◆ Zeilen zur Übung ◆
-=-=-

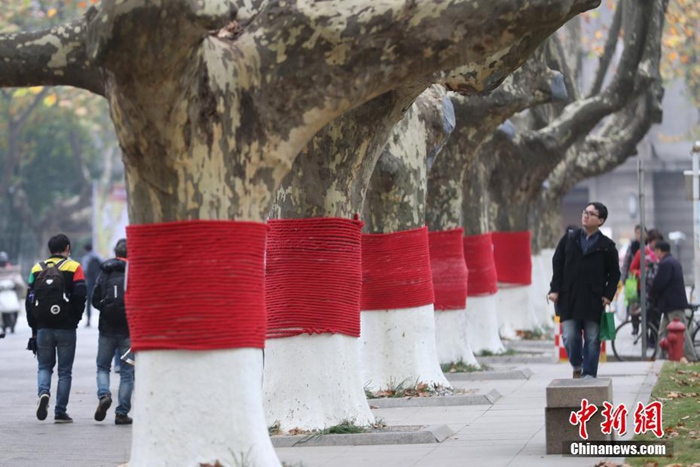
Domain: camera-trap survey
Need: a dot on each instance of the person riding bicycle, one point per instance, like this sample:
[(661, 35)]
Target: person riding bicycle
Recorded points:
[(651, 261), (668, 290)]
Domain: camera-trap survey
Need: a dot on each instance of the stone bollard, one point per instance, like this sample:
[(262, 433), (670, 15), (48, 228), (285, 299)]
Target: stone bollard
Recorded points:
[(563, 397)]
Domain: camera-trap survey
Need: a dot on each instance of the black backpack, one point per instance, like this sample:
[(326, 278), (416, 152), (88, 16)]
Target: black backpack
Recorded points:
[(111, 305), (50, 304)]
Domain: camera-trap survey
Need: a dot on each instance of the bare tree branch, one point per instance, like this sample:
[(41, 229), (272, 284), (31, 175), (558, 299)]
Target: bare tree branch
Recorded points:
[(559, 56), (608, 51), (50, 57)]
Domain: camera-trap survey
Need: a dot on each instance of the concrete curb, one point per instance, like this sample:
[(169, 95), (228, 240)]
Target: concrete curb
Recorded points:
[(523, 373), (421, 435), (436, 401), (518, 359)]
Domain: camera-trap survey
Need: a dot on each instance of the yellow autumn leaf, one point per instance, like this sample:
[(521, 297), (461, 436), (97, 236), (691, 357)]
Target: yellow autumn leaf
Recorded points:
[(50, 100)]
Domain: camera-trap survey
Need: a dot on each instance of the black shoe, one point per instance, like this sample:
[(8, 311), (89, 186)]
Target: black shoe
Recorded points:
[(62, 418), (122, 419), (42, 406), (101, 412)]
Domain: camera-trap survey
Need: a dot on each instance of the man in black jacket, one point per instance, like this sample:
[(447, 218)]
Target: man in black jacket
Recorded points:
[(668, 292), (108, 297), (584, 281), (55, 331)]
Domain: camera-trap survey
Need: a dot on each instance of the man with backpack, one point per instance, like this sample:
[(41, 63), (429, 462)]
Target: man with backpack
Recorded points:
[(55, 304), (108, 297)]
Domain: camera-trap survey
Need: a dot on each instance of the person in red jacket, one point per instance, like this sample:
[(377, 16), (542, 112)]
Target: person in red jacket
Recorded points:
[(651, 261)]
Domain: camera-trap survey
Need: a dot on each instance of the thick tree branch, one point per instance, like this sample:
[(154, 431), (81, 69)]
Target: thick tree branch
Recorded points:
[(447, 34), (477, 117), (601, 154), (608, 51), (124, 33), (559, 55), (632, 77), (50, 57)]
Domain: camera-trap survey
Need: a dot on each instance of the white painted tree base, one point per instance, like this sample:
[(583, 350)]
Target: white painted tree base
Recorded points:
[(482, 324), (452, 338), (399, 346), (515, 310), (314, 382), (541, 277), (200, 407)]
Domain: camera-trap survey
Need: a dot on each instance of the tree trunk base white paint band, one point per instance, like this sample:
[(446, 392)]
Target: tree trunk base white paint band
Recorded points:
[(199, 407), (515, 310), (398, 346), (482, 324), (541, 277), (452, 338), (314, 382)]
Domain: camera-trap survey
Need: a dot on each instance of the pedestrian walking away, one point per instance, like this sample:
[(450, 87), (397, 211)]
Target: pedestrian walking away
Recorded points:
[(668, 292), (108, 297), (584, 280), (54, 305), (91, 262)]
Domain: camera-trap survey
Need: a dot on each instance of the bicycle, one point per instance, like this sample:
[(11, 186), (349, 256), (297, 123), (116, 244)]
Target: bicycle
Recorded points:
[(628, 346), (694, 325)]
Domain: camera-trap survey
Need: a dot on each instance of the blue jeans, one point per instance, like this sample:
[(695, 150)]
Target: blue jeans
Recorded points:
[(106, 347), (582, 354), (49, 343)]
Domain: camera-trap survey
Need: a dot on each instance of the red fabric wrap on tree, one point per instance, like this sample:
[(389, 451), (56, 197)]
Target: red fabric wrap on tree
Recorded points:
[(478, 253), (196, 285), (396, 270), (449, 269), (313, 277), (513, 255)]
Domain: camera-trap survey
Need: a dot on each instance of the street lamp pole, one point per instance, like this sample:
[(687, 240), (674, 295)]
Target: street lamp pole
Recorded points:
[(695, 154)]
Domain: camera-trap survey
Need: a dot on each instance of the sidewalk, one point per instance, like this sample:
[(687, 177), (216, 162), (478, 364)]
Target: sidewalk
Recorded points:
[(507, 433)]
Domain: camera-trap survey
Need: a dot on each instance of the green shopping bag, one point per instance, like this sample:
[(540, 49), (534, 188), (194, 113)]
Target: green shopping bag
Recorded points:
[(607, 326), (631, 288)]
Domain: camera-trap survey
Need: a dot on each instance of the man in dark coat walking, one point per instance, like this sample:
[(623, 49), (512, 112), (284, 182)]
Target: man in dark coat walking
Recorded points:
[(584, 281)]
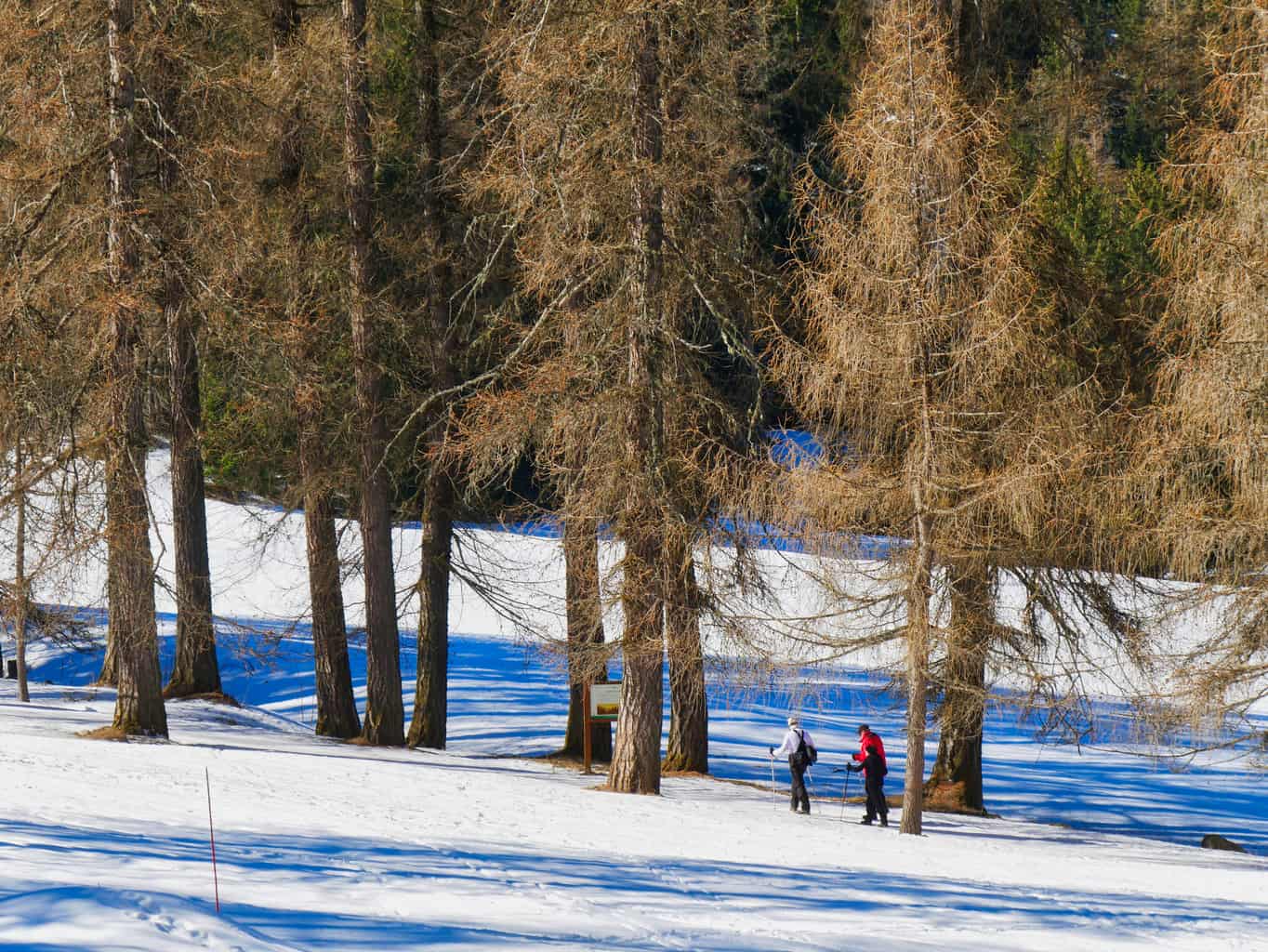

-=-=-

◆ Deine Aufgabe ◆
Tausche in allen Zeilen oben „camera-trap survey“ gegen „street camera survey“ und gib sie sonst unverändert wieder. Lass die Bilder in der Antwort weg.

◆ Gelöste Aufgabe ◆
Domain: street camera survey
Need: a dot on each instance of the person riding bicycle, one point per instance, like this sample:
[(661, 35)]
Target: person riding bicycle
Recorded points:
[(651, 261), (668, 290)]
Domain: street camera survey
Need: a dot on each instance of the stone bollard, one point per instance, like this sample:
[(262, 433), (670, 15), (48, 228), (285, 299)]
Target: stone bollard
Recorded points:
[(563, 397)]
Domain: street camera survey
Need: a dot on each instance of the black backpack, one point per instance, like this sample:
[(326, 278), (416, 152), (88, 16)]
Target: black backpack
Recorded points:
[(111, 305), (50, 304)]
Domain: street camera survey
Need: a dot on each instance of the bare tree branch, one point per instance, like this sample:
[(41, 229), (272, 284), (31, 175), (558, 299)]
Target: bare tree branch
Recorded points:
[(559, 56), (608, 51), (50, 57)]
Domain: street camera survey
Need: a dot on each instance of the concrete curb, one point per instance, like this sample:
[(169, 95), (228, 240)]
Target: concrete curb
Recorded points:
[(523, 373), (421, 435), (436, 401), (518, 359)]
Domain: street camera survey
Need: a dot on each instance of the yellow autumn leaf, one point per instance, like this sample:
[(521, 297), (461, 436), (97, 236), (691, 357)]
Target: yellow autumn leaf
Recorded points:
[(50, 100)]
Domain: street camera survey
Need: a dot on each instance of the black shoe, one point per instance, like this sample:
[(8, 311), (89, 186)]
Target: black shoe
Recorded points:
[(62, 418), (122, 419), (42, 406), (101, 412)]
Domain: street camera survey
Need: a dot on each instance of the man in black jacket, one point per instance, like this sample:
[(447, 218)]
Target: man in black jacket
Recorded points:
[(668, 292), (108, 297), (584, 281), (55, 331)]
Domain: street camera survey
Need: a dot on each instance of the man with backpack, one point per instance, like this sample:
[(41, 63), (429, 462)]
Target: man with backpack
Recorded points:
[(55, 304), (108, 297)]
Domain: street camera survey
Need: a dot on each instance of the person in red jacket, one point per instance, like this sample:
[(377, 16), (542, 112)]
Target: person in red jacket
Recorded points:
[(651, 261)]
Domain: street camera survey
Need: a dot on each instance of the thick tree branch, one point per instance, like this sample:
[(154, 431), (81, 69)]
Target: thick tree branch
Recorded points:
[(447, 34), (477, 117), (601, 154), (608, 51), (124, 33), (559, 55), (632, 77), (50, 57)]
Domain: street camera survey
Need: a dot on each instance of the white painted tree base, one point per instance, like this sample:
[(583, 350)]
Target: white painted tree base
Recorded points:
[(482, 324), (452, 338), (399, 346), (515, 310), (314, 382), (541, 277), (200, 407)]
Domain: street camera survey
Need: a dot on each instance of the tree trunk base white paint band, one point per instance, like this sample:
[(446, 392)]
Target: tree trunk base white paint band
Recorded points:
[(199, 407), (515, 310), (398, 346), (482, 324), (541, 277), (452, 338), (314, 382)]
Domain: street camera survey
Need: a dot on each instance of the pedestrian walking away, one point per instance, like this sample:
[(450, 87), (397, 211)]
Target: pedestrian walking away
Recorded points:
[(668, 292), (108, 297), (584, 280), (54, 305), (91, 262)]
Domain: street camera survey
Need: a dot on each instance of the bicycle, one point per instance, like this sample:
[(11, 186), (349, 256), (297, 123), (116, 244)]
Target: bicycle
Recorded points:
[(628, 346), (694, 325)]
Domain: street camera survey
Need: a dot on each instance of the blue jeans, one point per instance, like this sample:
[(695, 150)]
Target: blue jeans
Recorded points:
[(106, 347), (582, 354), (49, 343)]
Domain: street camera survey
Need: a dot on each instance of the red fabric wrap on tree, one point per instance, like this sample:
[(389, 451), (56, 197)]
Target: red fabric wrap on tree
Recorded points:
[(478, 253), (196, 285), (396, 270), (449, 269), (313, 277), (513, 255)]
Domain: street camera survey
Need: a dot on each instance of the street lamp pole, one point per instance, like this sample:
[(687, 240), (674, 295)]
Target: street lamp pole
Recorded points:
[(695, 154)]
Domain: street camera survey
Need: a dot on each instance of the sidewalk, one point per instance, like this sample:
[(687, 177), (216, 162), (478, 364)]
Target: sidewalk
Recorded points:
[(507, 433)]
Domain: street camera survey
Need: a dot on each instance of the green shopping bag, one point per instance, like this sample:
[(540, 49), (534, 188), (194, 113)]
Target: green shopping bag
Recorded points:
[(607, 326), (631, 288)]
Domain: street camera survey
Need: a dot on each instance of the man in dark coat walking, one point per instance, like this sample:
[(623, 49), (512, 112), (284, 182)]
Target: man in dark coat walking
Recorded points:
[(584, 281)]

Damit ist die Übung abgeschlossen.